◆ Exercise prompt
Count the lines in the records below that contain the string "sidewalk", and reply with that number alone.

◆ Data to use
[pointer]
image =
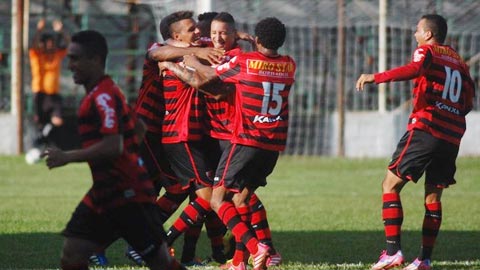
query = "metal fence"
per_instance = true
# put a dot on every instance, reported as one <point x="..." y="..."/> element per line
<point x="311" y="41"/>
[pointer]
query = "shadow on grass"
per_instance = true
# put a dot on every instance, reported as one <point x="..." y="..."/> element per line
<point x="42" y="250"/>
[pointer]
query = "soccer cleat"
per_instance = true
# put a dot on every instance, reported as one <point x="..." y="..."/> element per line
<point x="274" y="260"/>
<point x="195" y="262"/>
<point x="134" y="256"/>
<point x="229" y="266"/>
<point x="171" y="251"/>
<point x="419" y="265"/>
<point x="98" y="259"/>
<point x="386" y="262"/>
<point x="260" y="258"/>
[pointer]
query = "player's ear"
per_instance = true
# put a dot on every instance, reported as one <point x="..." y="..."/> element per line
<point x="428" y="35"/>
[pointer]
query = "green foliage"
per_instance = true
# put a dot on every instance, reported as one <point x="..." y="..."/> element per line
<point x="325" y="213"/>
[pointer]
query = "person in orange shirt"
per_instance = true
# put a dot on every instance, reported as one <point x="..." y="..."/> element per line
<point x="46" y="55"/>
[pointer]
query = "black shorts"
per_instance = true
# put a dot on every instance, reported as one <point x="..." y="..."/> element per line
<point x="138" y="224"/>
<point x="156" y="162"/>
<point x="418" y="152"/>
<point x="46" y="106"/>
<point x="244" y="166"/>
<point x="190" y="164"/>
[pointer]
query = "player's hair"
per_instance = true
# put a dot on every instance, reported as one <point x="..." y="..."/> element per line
<point x="166" y="23"/>
<point x="93" y="44"/>
<point x="437" y="25"/>
<point x="226" y="18"/>
<point x="46" y="37"/>
<point x="271" y="33"/>
<point x="207" y="16"/>
<point x="204" y="22"/>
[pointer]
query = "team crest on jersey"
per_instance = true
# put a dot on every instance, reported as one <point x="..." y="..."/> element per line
<point x="418" y="55"/>
<point x="102" y="100"/>
<point x="227" y="64"/>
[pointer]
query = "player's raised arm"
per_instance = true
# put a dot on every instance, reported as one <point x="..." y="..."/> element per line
<point x="363" y="79"/>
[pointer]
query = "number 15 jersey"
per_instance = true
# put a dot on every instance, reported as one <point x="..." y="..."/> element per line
<point x="262" y="86"/>
<point x="443" y="91"/>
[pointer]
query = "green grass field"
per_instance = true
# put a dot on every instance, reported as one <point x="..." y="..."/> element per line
<point x="324" y="213"/>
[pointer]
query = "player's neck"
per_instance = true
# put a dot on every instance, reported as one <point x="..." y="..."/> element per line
<point x="268" y="52"/>
<point x="94" y="82"/>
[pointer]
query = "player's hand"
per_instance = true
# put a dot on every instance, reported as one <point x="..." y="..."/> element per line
<point x="212" y="55"/>
<point x="41" y="24"/>
<point x="245" y="36"/>
<point x="54" y="157"/>
<point x="176" y="43"/>
<point x="162" y="66"/>
<point x="57" y="25"/>
<point x="190" y="60"/>
<point x="363" y="79"/>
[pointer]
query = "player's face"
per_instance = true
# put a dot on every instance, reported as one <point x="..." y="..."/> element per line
<point x="420" y="33"/>
<point x="222" y="35"/>
<point x="79" y="64"/>
<point x="186" y="31"/>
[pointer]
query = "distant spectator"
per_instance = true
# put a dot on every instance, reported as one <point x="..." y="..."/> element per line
<point x="46" y="54"/>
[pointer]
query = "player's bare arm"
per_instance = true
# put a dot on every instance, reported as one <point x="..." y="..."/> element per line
<point x="363" y="79"/>
<point x="194" y="78"/>
<point x="111" y="146"/>
<point x="167" y="53"/>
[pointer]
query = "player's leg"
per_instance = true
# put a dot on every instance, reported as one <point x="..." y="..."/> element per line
<point x="439" y="175"/>
<point x="85" y="233"/>
<point x="215" y="232"/>
<point x="141" y="226"/>
<point x="262" y="229"/>
<point x="413" y="154"/>
<point x="228" y="181"/>
<point x="189" y="164"/>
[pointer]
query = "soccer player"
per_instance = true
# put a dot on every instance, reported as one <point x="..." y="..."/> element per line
<point x="182" y="130"/>
<point x="121" y="201"/>
<point x="262" y="81"/>
<point x="219" y="121"/>
<point x="442" y="95"/>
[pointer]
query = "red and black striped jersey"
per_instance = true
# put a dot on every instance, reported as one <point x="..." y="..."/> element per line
<point x="443" y="91"/>
<point x="117" y="181"/>
<point x="221" y="113"/>
<point x="262" y="86"/>
<point x="184" y="111"/>
<point x="150" y="106"/>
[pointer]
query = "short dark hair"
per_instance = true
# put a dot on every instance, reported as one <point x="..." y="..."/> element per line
<point x="205" y="21"/>
<point x="167" y="21"/>
<point x="46" y="37"/>
<point x="93" y="43"/>
<point x="226" y="18"/>
<point x="271" y="33"/>
<point x="437" y="25"/>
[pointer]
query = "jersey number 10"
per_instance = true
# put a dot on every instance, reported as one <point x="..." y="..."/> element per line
<point x="453" y="85"/>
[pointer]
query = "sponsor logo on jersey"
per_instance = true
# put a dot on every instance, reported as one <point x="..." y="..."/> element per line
<point x="270" y="69"/>
<point x="418" y="55"/>
<point x="445" y="107"/>
<point x="265" y="119"/>
<point x="102" y="100"/>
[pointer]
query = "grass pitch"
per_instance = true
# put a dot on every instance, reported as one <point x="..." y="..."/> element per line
<point x="325" y="213"/>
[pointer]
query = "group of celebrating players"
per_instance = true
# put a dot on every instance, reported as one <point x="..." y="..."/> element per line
<point x="213" y="121"/>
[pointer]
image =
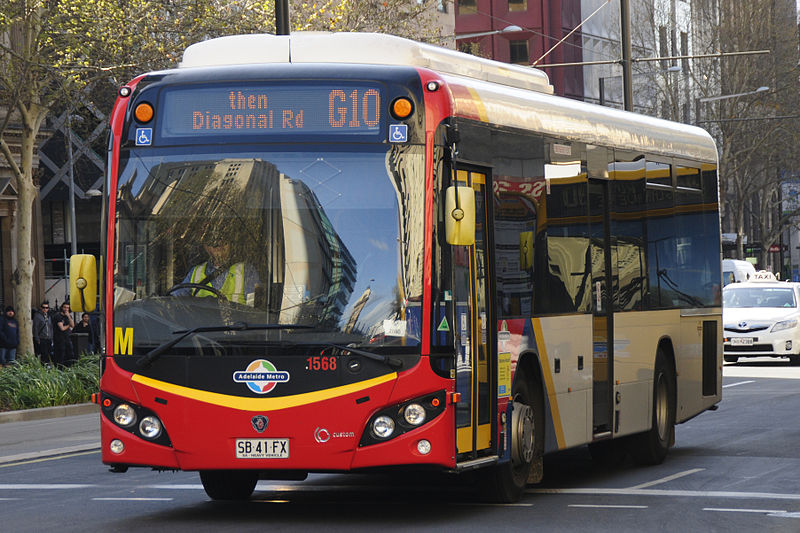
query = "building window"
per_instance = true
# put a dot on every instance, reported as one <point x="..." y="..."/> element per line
<point x="518" y="52"/>
<point x="517" y="5"/>
<point x="467" y="7"/>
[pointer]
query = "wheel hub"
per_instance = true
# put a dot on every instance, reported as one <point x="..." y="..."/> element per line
<point x="522" y="437"/>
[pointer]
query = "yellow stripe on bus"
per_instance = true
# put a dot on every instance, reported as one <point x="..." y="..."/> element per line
<point x="261" y="404"/>
<point x="548" y="382"/>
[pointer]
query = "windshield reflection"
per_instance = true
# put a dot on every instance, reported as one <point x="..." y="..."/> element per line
<point x="305" y="238"/>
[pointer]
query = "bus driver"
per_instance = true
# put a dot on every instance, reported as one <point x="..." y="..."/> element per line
<point x="236" y="281"/>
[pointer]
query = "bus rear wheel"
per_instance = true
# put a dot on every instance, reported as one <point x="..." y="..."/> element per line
<point x="651" y="447"/>
<point x="229" y="484"/>
<point x="505" y="483"/>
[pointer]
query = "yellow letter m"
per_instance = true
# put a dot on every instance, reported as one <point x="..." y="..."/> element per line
<point x="123" y="341"/>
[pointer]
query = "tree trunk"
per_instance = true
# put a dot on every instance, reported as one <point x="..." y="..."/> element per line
<point x="22" y="280"/>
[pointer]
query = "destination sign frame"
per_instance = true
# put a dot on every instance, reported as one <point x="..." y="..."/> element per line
<point x="283" y="109"/>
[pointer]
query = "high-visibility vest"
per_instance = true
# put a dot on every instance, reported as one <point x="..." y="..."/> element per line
<point x="232" y="288"/>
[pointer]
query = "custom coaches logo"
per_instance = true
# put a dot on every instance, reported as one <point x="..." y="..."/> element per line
<point x="261" y="376"/>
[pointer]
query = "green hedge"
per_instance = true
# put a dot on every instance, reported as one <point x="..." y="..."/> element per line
<point x="29" y="384"/>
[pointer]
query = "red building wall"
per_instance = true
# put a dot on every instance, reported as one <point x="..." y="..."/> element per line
<point x="544" y="23"/>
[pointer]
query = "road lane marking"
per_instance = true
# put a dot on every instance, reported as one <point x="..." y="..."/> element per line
<point x="596" y="506"/>
<point x="668" y="478"/>
<point x="133" y="499"/>
<point x="57" y="453"/>
<point x="12" y="462"/>
<point x="785" y="514"/>
<point x="737" y="384"/>
<point x="676" y="493"/>
<point x="762" y="511"/>
<point x="45" y="486"/>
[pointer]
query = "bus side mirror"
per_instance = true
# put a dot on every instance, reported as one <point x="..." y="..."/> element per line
<point x="526" y="250"/>
<point x="459" y="217"/>
<point x="82" y="282"/>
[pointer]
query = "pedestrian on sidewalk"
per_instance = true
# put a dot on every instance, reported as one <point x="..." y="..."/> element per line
<point x="43" y="333"/>
<point x="85" y="327"/>
<point x="62" y="344"/>
<point x="9" y="337"/>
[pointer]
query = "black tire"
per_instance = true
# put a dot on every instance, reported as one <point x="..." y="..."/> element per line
<point x="505" y="483"/>
<point x="229" y="484"/>
<point x="651" y="447"/>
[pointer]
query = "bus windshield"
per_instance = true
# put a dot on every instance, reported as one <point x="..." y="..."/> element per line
<point x="325" y="238"/>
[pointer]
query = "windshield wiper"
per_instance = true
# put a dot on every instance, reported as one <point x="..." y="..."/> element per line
<point x="390" y="361"/>
<point x="158" y="351"/>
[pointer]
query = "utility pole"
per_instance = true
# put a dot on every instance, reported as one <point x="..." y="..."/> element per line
<point x="627" y="71"/>
<point x="281" y="17"/>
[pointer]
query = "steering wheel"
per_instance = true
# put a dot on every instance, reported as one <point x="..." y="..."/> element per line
<point x="197" y="286"/>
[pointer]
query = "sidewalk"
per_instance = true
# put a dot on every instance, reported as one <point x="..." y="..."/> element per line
<point x="36" y="433"/>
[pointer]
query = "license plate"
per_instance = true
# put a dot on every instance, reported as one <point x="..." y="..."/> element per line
<point x="262" y="448"/>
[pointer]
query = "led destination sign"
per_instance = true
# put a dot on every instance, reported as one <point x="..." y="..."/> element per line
<point x="240" y="110"/>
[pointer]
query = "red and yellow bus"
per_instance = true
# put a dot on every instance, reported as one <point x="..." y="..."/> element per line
<point x="333" y="252"/>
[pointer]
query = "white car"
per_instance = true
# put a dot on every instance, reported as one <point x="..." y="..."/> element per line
<point x="761" y="318"/>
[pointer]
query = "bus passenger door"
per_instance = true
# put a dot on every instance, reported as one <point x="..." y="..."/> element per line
<point x="602" y="315"/>
<point x="474" y="331"/>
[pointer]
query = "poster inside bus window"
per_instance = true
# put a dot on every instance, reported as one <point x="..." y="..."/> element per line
<point x="340" y="108"/>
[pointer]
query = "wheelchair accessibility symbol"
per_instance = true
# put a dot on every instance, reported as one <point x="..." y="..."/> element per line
<point x="398" y="132"/>
<point x="144" y="136"/>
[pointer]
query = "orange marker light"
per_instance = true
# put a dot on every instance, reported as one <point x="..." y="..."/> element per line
<point x="402" y="108"/>
<point x="144" y="112"/>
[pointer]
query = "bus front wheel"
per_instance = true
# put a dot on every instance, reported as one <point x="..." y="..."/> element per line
<point x="506" y="482"/>
<point x="229" y="484"/>
<point x="651" y="447"/>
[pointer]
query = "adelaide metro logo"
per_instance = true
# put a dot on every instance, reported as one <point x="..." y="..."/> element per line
<point x="261" y="376"/>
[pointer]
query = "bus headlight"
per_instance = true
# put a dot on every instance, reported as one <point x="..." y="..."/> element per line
<point x="150" y="427"/>
<point x="116" y="446"/>
<point x="414" y="414"/>
<point x="383" y="427"/>
<point x="124" y="415"/>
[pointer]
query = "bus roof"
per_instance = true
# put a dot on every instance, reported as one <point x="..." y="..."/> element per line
<point x="362" y="48"/>
<point x="494" y="92"/>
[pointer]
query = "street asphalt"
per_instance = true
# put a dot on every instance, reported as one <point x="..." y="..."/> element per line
<point x="37" y="433"/>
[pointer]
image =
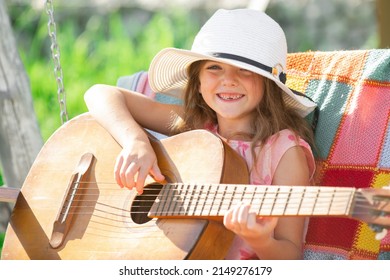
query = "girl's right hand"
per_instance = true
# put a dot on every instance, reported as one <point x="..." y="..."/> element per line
<point x="134" y="163"/>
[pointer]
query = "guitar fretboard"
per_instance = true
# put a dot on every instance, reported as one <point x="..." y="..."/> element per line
<point x="208" y="200"/>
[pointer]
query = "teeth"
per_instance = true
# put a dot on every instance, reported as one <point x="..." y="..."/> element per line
<point x="230" y="96"/>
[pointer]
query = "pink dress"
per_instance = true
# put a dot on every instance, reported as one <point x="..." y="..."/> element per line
<point x="262" y="174"/>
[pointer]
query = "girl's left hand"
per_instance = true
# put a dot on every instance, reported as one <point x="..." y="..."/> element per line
<point x="247" y="225"/>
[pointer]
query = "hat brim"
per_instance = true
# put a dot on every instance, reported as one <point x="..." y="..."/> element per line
<point x="168" y="75"/>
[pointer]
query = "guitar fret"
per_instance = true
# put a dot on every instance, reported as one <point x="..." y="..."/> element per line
<point x="217" y="197"/>
<point x="220" y="203"/>
<point x="176" y="199"/>
<point x="207" y="198"/>
<point x="215" y="200"/>
<point x="159" y="200"/>
<point x="287" y="201"/>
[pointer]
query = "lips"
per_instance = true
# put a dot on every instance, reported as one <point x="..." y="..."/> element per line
<point x="230" y="96"/>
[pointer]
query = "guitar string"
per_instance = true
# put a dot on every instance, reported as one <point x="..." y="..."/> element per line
<point x="360" y="199"/>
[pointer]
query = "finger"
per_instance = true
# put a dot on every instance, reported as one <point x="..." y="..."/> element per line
<point x="242" y="217"/>
<point x="139" y="185"/>
<point x="127" y="174"/>
<point x="117" y="169"/>
<point x="156" y="173"/>
<point x="227" y="219"/>
<point x="251" y="221"/>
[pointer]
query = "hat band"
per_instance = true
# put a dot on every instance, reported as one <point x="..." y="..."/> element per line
<point x="282" y="75"/>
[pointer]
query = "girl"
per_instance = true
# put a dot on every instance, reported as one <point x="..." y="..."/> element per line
<point x="233" y="84"/>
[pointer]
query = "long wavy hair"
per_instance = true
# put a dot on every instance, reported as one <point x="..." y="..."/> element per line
<point x="272" y="113"/>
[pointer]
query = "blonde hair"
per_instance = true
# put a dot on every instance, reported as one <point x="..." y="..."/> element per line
<point x="272" y="113"/>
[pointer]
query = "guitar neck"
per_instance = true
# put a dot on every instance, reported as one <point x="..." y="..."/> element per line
<point x="8" y="194"/>
<point x="205" y="201"/>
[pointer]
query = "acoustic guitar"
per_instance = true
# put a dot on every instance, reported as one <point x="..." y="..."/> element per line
<point x="70" y="206"/>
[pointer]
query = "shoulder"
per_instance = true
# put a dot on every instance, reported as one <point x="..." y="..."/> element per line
<point x="291" y="157"/>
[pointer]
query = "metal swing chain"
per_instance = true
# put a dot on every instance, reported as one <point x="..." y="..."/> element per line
<point x="55" y="51"/>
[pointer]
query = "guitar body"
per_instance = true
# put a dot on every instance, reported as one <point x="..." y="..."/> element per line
<point x="107" y="228"/>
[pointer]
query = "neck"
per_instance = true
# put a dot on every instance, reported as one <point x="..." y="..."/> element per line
<point x="235" y="130"/>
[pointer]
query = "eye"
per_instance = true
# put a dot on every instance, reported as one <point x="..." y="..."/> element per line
<point x="213" y="67"/>
<point x="246" y="72"/>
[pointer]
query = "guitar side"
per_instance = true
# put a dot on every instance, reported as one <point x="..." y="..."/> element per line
<point x="105" y="229"/>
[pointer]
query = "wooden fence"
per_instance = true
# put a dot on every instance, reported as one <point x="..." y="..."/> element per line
<point x="20" y="138"/>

◆ Output for this task
2